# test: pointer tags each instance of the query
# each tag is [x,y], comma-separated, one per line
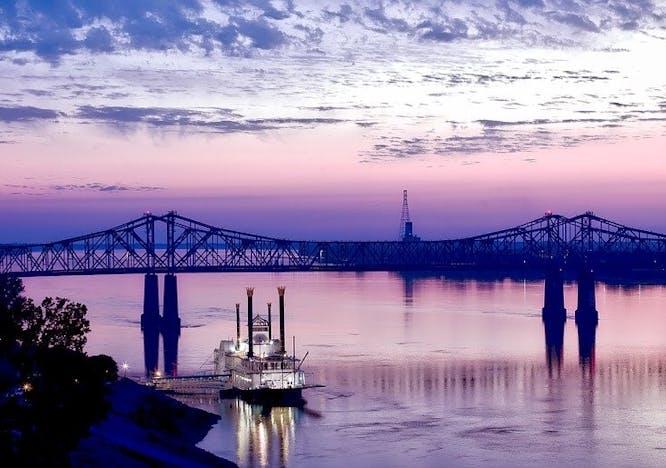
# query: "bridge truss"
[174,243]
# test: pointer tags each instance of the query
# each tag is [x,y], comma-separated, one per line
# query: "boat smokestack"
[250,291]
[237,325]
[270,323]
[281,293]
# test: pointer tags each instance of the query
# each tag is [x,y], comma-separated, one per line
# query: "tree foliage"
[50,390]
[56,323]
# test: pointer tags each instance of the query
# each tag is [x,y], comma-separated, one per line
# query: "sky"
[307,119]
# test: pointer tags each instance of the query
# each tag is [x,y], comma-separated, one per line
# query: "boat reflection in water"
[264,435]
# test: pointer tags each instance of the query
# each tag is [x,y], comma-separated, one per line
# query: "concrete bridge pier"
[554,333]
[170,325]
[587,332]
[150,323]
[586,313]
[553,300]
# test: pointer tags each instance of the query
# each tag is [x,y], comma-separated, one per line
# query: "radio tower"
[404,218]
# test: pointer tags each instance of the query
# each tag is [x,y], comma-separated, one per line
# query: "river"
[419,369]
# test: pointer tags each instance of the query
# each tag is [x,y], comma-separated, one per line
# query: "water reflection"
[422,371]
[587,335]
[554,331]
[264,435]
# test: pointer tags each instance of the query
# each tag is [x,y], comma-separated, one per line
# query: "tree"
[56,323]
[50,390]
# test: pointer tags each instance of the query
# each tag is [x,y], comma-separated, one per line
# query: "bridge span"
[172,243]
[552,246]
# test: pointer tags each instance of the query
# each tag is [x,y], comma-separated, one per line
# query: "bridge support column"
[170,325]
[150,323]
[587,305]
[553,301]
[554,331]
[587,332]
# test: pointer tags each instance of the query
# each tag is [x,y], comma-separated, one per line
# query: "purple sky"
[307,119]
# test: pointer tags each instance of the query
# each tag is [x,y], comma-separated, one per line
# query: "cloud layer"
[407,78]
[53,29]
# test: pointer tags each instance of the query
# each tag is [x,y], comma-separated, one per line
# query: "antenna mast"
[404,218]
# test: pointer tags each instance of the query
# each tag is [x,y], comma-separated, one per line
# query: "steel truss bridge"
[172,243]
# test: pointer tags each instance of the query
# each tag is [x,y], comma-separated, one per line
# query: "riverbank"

* **The exercise**: Make an exact copy of every record, pictures excluded.

* **Result below**:
# test: pointer tags each instance of the query
# each tag is [x,y], comma-separated, one per line
# query: "bridge truss"
[174,243]
# test: pointer tags each instance of the query
# each tag is [x,y], comma-separated, one per line
# query: "boat smokestack"
[250,291]
[237,325]
[270,323]
[281,293]
# test: pointer tags each instance of the query
# each tag is [x,y], comma-separated, one per line
# query: "tree foliage"
[50,390]
[56,323]
# test: pointer tags each instance of the query
# each tag is [x,y], comma-separated, one per line
# query: "sky"
[307,119]
# test: pointer tags each instance of the query
# each tag is [x,y], comma-separated, one per line
# query: "boat reflection in water"
[264,435]
# test: pointer tags each instance of the query
# each tag is [x,y], comma-separated, one per line
# query: "concrete bridge pier"
[554,333]
[170,325]
[587,332]
[150,323]
[586,313]
[553,300]
# test: pointer tags each instance of the query
# each tag is [x,y], comma-separated, one per line
# query: "radio tower"
[404,218]
# test: pointer tags each instance of the query
# each tag is [x,y], comma-separated, one per line
# query: "river"
[419,369]
# test: pointer tags each instance of the query
# each tag is [x,y], comma-separated, one per line
# query: "water reflection"
[422,371]
[587,335]
[554,331]
[264,435]
# test: pointer tags each instance of the query
# each tag is [x,y], comma-separated, one per line
# query: "tree"
[56,323]
[50,390]
# test: pointer tags each instance of the query
# each tag is [x,y], comma-separated, one per line
# query: "bridge span"
[172,243]
[552,246]
# test: pointer tags each instance of the query
# each tag is [x,y], comma-separated, one per line
# query: "bridge support column"
[170,325]
[150,323]
[587,305]
[553,301]
[554,331]
[587,332]
# test: pointer tags each instance of the query
# each tag is [x,y], comma-separated, one per line
# query: "purple sky"
[307,119]
# test: pointer tags each instance of the query
# each tag is [x,y], comma-separated, one per line
# query: "cloud layer"
[407,78]
[53,29]
# test: pointer tags each instance of the query
# each tag is [x,y], comma-separated, one per line
# query: "antenna mast"
[404,218]
# test: pointer tags each instance of the query
# each tag is [x,y], comma-separated, one per line
# query: "steel truss bridge"
[172,243]
# test: pointer tags each instance of the query
# each tag is [x,y], comma-separated, one per line
# query: "riverbank"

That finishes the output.